— Questions to answer —
**A.** From the passage on Applebaum and Stelter, extract the text word for word, starting at the words "Applebaum also claimed" and ending after the words "almost three million.".
**B.** List every action that Christopher Phillips says CNN took, according to the passage on Applebaum and Stelter.

— Source passage —
Content starts

Applebaum published a piece in 2020 that a cache of emails purportedly belonging to Hunter’s business partner, Bevan Cooney, was, “on the grand scale of misdeeds committed by politicians and their relatives,” the “kind of thing [that] barely registers.” She alleged the email story was a Republican effort to “undermine Joe Biden’s most important electoral asset: the impression, shared by even those who don’t like the former Vice President, that he is a fundamentally decent person.”

Applebaum also claimed Fox News and other “right-wing conspiracy bubble” members will “dip into the email caches to keep their followers focused on an alternate reality in which Joe Biden is a secret oligarch, his son is an important figure in the Chinese mafia, and LOL nothing matters.”

A clip of Applebaum’s interaction has garnered more than five million views, while Stelter’s segment has almost three million.

Freshman Christopher Phillips then asked CNN’s Stelter about his outlet’s role in pushing disinformation, saying “you’ve all spoken extensively about Fox News being a purveyor of disinformation, but CNN is right up there with them.”

Phillips then noted how CNN “pushed the Russian Collusion hoax, they pushed the Jussie Smollett hoax, they smeared Justice Kavanaugh as a rapist and they also smeared Nick Sandmann as a white supremacist and, yes, they dismissed the Hunter Biden laptop as pure Russian disinformation.”

Stelter claimed Phillips was “describing a different channel than the one I watch” but he understands “it is a popular right-wing narrative about CNN.”

The questions took the internet by storm, with the students receiving widespread praise from conservative individuals, such as Cernovich who said “you won’t see stuff like this elsewhere.”

Federalist Editor-in-Chief Mollie Hemingway said she discussed the “brave and important work done this week by the student journalists at @ThinkerChicago, who eviscerated the regime’s current ‘disinformation’ narrative and corrupt propagandists pushing it. KUDOS.”

Content ends

— Given data —
Content starts

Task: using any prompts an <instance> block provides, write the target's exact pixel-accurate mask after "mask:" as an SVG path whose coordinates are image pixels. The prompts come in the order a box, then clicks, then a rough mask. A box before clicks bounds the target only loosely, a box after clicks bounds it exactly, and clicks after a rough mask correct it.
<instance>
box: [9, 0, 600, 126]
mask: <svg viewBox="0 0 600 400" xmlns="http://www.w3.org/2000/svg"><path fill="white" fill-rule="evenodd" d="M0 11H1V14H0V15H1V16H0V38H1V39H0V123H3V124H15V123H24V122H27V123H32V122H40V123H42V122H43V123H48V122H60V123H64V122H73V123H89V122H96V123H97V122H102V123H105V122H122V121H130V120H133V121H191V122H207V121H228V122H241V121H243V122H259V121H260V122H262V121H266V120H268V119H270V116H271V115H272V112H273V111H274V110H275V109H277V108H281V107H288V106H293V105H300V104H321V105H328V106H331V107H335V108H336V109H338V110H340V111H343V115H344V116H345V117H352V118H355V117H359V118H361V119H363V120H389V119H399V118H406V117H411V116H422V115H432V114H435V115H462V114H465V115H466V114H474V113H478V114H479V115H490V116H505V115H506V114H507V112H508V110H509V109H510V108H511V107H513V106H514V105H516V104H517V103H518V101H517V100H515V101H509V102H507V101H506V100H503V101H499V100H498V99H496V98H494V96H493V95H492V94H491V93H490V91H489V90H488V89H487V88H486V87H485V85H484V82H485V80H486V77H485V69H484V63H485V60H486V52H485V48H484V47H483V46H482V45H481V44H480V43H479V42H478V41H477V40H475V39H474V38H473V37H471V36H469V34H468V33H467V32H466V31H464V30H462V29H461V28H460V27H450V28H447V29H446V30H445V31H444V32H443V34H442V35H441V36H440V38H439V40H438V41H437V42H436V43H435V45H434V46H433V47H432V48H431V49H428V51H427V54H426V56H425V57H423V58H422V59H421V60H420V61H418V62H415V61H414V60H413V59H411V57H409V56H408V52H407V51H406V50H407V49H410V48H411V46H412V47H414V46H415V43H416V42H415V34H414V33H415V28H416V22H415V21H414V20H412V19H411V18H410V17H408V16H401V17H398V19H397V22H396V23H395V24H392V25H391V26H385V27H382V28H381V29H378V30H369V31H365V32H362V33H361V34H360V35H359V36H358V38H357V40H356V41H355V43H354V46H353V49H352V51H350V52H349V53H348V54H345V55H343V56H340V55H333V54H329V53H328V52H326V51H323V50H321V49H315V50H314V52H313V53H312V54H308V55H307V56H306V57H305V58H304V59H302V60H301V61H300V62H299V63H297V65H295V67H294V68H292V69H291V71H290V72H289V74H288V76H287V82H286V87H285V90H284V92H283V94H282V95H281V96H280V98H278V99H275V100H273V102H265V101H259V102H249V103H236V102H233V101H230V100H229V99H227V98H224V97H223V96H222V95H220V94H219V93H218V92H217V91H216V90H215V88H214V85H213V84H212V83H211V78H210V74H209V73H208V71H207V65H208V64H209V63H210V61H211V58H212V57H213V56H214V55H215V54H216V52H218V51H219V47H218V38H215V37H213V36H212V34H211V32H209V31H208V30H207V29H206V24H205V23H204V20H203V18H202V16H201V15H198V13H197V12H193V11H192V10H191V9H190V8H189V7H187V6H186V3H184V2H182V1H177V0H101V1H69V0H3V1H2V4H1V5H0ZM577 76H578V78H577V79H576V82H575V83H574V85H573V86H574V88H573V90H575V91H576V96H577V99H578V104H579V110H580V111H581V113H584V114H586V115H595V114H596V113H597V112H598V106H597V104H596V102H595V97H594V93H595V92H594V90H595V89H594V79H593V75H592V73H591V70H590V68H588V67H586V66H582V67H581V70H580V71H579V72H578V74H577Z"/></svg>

Content ends

— Solutions to each task —
**A.**
Applebaum also claimed Fox News and other “right-wing conspiracy bubble” members will “dip into the email caches to keep their followers focused on an alternate reality in which Joe Biden is a secret oligarch, his son is an important figure in the Chinese mafia, and LOL nothing matters.”

A clip of Applebaum’s interaction has garnered more than five million views, while Stelter’s segment has almost three million.

**B.**
- Pushed the Russian Collusion hoax
- Pushed the Jussie Smollett hoax
- Smeared Justice Kavanaugh as a rapist
- Smeared Nick Sandmann as a white supremacist
- Dismissed the Hunter Biden laptop as pure Russian disinformation